=== What you will do ===
Each entry must appear in the answer exactly as it does here.

*** Supplied information Section Begins ***

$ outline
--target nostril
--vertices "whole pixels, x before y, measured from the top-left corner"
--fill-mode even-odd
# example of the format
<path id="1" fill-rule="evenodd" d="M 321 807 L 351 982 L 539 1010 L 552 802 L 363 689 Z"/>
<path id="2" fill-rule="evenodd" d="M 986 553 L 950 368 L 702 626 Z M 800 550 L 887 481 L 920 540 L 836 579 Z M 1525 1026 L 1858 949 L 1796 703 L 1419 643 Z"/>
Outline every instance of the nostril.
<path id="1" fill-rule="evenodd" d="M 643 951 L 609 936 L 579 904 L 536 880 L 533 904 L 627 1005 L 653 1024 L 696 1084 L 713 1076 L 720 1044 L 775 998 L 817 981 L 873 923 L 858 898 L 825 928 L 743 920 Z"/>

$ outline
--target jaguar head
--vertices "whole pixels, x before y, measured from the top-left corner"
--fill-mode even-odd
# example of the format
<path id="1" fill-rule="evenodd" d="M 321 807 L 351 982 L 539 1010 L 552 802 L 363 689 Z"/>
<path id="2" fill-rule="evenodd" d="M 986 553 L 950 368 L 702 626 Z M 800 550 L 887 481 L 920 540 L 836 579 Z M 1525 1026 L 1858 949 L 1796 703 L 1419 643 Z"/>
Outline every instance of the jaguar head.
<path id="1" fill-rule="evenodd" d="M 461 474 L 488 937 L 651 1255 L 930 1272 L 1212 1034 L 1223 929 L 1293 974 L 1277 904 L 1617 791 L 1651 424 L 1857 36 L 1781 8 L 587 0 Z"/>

*** Supplied information Section Ends ***

=== Task answer ===
$ outline
--target nostril
--vertices "whole pixels, x before y, measured from the top-left corner"
--fill-mode even-odd
# example of the format
<path id="1" fill-rule="evenodd" d="M 321 807 L 351 982 L 539 1010 L 552 802 L 363 689 Z"/>
<path id="2" fill-rule="evenodd" d="M 986 553 L 950 368 L 702 626 Z M 800 550 L 887 481 L 920 540 L 836 579 Z M 1525 1026 L 1858 949 L 1796 703 L 1419 643 Z"/>
Outline every instance of the nostril.
<path id="1" fill-rule="evenodd" d="M 643 951 L 609 936 L 579 904 L 536 880 L 533 904 L 627 1005 L 653 1024 L 696 1084 L 713 1076 L 720 1044 L 775 998 L 817 981 L 873 923 L 858 898 L 825 928 L 743 920 Z"/>

$ outline
--target jaguar head
--vertices "whole pixels, x before y, measured from the top-left corner"
--fill-mode even-odd
# example of the format
<path id="1" fill-rule="evenodd" d="M 321 807 L 351 982 L 539 1010 L 552 802 L 363 689 Z"/>
<path id="2" fill-rule="evenodd" d="M 986 553 L 950 368 L 702 626 Z M 800 550 L 887 481 L 920 540 L 836 579 Z M 1525 1026 L 1858 949 L 1796 703 L 1419 643 Z"/>
Outline every instance of the jaguar head.
<path id="1" fill-rule="evenodd" d="M 461 474 L 488 937 L 651 1255 L 930 1272 L 1212 1034 L 1223 929 L 1293 974 L 1277 904 L 1617 791 L 1651 424 L 1857 36 L 1781 8 L 587 0 Z"/>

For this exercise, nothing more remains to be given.